## ABOUT THIS EXERCISE:
Would you restate, exactly as they appear, the lines from the one containing "point(437, 622)" through the end of the data below?

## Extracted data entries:
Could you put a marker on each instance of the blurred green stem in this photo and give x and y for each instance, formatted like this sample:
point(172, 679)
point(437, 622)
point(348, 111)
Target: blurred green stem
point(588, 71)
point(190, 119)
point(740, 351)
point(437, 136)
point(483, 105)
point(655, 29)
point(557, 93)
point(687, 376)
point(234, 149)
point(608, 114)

## RESPONSE AREA:
point(437, 622)
point(348, 111)
Target: blurred green stem
point(588, 71)
point(190, 119)
point(740, 351)
point(437, 136)
point(483, 105)
point(655, 29)
point(557, 93)
point(687, 376)
point(234, 149)
point(608, 114)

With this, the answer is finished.